Repeat the entire listing exactly.

##### The records #####

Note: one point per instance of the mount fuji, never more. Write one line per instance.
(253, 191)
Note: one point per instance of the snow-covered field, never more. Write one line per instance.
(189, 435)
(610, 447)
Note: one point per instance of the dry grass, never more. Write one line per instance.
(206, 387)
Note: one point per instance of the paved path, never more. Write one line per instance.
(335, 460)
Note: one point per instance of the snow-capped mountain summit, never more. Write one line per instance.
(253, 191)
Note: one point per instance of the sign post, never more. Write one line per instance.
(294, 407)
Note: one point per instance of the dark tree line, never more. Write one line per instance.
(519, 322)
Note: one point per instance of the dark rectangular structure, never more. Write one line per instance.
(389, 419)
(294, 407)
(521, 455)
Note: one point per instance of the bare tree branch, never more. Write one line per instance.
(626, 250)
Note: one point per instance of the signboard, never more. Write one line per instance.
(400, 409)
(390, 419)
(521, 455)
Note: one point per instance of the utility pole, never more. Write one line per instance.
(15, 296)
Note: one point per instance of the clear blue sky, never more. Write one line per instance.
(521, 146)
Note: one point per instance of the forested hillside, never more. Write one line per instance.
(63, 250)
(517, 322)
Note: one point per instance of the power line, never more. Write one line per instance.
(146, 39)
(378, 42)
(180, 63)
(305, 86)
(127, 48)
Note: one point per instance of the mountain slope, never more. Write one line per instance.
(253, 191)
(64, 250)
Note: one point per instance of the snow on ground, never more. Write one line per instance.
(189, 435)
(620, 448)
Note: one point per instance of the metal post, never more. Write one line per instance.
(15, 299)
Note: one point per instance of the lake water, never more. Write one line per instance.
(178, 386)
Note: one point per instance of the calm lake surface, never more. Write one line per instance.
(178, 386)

#####

■ **Exercise response**
Note: one point per instance of the mount fuji, never more. Write one line per instance.
(253, 191)
Note: one point per instance of the snow-covered field, never more. Write one line per instance.
(189, 435)
(610, 447)
Note: one point per instance of the dry grass, never more. Write one line per instance.
(206, 387)
Note: one point per instance of the paved path, never more. Write one line per instance.
(335, 460)
Note: one point per instance of the snow-capped mountain summit, never more. Write one line per instance.
(253, 191)
Note: one point per instance of the sign post, never more. Write one line per instance.
(294, 407)
Note: one point per instance of the dark tree line, never more. Write one line per instance.
(519, 322)
Note: one point per instance of the dark rectangular structure, never more. Write one line per instance.
(389, 419)
(294, 407)
(521, 455)
Note: one point per instance of the bare tree branch, never more. Write one line per instance.
(626, 250)
Note: one point per instance of the signboard, never more. Write one line per instance.
(400, 409)
(390, 419)
(521, 455)
Note: one point per instance of the utility pole, never more. Write one line per instance.
(15, 296)
Note: one point per instance of the clear blue sky, never more. Write one line per instance.
(521, 146)
Note: one point per instance of the forested hillside, never more. Write one line per instance.
(63, 250)
(517, 322)
Note: one point per instance of the power line, never more. Write one line per instance.
(146, 39)
(378, 42)
(180, 63)
(305, 86)
(127, 48)
Note: one point per instance of the mountain slope, never more. Write one line per instance.
(253, 191)
(64, 250)
Note: one point per instance of the snow on ground, never more. Write one line per instance.
(189, 435)
(620, 448)
Note: one point per instance of the metal post, never more. Write one line per instance.
(15, 299)
Note: one point per instance of the lake water, never more. Write one line per instance.
(178, 386)
Note: one point per instance of the calm lake surface, never more. Write one line per instance.
(178, 386)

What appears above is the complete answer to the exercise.